→ WHAT YOU HAVE TO DO
Every line in the data below that has the word "rock" should be returned.

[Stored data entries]
● ● ● ● ● ● ●

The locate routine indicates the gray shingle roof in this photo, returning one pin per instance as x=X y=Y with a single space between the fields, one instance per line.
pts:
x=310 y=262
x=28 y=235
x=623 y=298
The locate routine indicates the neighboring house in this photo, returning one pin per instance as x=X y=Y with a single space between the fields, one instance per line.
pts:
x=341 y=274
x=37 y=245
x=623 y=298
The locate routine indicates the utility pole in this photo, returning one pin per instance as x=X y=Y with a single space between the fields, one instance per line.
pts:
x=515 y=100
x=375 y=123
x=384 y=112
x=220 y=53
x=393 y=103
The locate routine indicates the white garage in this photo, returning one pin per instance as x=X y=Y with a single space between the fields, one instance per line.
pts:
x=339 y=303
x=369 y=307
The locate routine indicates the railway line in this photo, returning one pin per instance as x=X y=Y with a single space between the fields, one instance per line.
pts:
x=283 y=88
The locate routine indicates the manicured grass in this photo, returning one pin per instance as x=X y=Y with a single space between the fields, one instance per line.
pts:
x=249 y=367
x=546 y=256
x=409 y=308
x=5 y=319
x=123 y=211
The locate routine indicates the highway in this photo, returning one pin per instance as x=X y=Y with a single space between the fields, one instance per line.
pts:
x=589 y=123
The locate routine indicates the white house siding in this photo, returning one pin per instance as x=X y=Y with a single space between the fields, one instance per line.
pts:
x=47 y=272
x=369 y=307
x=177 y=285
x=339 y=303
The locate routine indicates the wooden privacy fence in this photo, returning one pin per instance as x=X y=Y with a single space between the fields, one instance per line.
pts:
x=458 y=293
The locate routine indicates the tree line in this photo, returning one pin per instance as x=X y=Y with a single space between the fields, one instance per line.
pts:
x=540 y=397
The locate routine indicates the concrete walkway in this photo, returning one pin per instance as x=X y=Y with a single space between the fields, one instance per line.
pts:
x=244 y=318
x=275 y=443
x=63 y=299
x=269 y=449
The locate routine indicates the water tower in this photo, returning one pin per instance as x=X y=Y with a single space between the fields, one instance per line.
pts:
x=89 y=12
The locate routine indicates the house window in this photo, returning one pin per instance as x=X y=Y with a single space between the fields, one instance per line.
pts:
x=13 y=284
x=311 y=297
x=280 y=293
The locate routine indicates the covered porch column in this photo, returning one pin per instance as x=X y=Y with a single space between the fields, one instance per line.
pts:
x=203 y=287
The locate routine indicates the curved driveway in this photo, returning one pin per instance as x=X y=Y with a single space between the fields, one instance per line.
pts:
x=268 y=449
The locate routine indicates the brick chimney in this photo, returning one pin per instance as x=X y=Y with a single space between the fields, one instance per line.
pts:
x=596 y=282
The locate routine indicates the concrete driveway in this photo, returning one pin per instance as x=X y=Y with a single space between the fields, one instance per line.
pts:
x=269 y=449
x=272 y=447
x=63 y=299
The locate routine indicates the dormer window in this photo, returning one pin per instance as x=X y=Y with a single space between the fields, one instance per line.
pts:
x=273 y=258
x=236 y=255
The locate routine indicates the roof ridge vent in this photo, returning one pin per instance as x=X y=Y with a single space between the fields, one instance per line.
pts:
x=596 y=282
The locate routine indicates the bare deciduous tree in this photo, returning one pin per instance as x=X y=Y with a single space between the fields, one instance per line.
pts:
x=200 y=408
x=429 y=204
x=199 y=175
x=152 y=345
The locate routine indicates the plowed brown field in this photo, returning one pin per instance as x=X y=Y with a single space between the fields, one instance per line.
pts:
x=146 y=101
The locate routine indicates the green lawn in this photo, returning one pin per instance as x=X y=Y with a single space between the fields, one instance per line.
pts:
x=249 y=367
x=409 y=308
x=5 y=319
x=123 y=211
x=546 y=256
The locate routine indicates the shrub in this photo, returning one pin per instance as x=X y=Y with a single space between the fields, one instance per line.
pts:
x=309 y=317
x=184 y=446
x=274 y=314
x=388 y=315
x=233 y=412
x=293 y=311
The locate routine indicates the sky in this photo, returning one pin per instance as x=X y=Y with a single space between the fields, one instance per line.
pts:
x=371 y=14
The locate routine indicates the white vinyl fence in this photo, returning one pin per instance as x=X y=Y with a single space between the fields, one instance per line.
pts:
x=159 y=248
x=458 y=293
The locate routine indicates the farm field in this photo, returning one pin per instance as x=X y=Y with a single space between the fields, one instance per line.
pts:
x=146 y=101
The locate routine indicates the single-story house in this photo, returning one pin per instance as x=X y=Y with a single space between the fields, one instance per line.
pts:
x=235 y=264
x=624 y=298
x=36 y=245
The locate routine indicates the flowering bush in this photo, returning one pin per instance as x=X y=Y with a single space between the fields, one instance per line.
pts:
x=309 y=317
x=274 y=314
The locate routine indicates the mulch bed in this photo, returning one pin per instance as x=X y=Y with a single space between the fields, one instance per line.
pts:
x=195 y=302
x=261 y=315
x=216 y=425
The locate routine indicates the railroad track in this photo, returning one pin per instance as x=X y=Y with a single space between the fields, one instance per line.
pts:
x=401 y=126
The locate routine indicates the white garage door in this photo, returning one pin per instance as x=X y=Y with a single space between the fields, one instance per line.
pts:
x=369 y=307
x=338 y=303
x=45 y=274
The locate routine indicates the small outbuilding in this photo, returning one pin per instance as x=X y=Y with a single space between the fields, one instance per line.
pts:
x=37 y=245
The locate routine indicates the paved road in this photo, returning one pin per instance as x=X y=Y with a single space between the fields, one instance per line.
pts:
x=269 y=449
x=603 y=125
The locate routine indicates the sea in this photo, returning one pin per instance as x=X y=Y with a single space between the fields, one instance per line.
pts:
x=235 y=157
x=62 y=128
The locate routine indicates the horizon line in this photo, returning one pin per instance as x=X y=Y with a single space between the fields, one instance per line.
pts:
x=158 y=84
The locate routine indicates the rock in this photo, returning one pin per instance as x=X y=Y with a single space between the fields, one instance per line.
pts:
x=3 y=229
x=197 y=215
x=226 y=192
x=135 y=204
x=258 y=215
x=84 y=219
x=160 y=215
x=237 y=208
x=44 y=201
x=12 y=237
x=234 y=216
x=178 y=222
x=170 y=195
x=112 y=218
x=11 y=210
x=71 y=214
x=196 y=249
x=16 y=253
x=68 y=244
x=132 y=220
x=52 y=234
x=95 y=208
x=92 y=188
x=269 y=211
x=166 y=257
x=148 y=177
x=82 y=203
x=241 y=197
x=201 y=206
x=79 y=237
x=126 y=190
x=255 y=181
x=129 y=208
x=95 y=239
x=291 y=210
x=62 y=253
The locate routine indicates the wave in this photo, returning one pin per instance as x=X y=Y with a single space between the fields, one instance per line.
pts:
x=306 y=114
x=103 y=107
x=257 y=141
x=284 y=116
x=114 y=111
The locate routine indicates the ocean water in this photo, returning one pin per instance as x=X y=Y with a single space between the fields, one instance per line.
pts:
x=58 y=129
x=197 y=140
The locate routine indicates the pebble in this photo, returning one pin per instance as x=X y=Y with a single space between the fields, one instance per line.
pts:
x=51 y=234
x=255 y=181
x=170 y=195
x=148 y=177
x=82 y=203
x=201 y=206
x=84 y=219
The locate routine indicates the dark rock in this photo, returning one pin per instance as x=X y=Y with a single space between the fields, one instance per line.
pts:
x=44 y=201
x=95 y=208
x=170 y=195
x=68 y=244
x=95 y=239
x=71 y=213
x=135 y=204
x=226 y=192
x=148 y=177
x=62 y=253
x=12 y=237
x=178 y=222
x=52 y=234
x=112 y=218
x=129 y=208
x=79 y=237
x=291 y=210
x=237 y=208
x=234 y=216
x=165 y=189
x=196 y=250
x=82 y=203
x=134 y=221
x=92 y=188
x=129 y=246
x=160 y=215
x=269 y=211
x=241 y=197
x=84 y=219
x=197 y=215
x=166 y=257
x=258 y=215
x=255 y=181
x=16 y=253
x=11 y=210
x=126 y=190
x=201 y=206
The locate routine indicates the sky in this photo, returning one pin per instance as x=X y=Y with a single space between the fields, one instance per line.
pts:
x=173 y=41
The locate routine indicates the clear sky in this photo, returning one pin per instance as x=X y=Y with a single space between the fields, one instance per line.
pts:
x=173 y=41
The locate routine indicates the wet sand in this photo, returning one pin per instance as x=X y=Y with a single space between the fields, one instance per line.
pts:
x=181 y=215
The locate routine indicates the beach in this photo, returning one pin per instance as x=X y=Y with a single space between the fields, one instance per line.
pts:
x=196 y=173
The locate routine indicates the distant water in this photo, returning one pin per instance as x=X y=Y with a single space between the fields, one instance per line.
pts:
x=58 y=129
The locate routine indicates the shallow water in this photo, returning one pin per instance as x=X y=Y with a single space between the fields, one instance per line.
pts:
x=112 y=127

● ● ● ● ● ● ●

→ OUTPUT OF THE TASK
The locate routine indicates the rock in this photo, returning one pin per instance as x=X y=Y with a single space between the fields, one instance per line.
The locate routine indicates the dark rock in this photo, returning one pin per instance as x=X y=Y with a single space between the fields, one instance per line.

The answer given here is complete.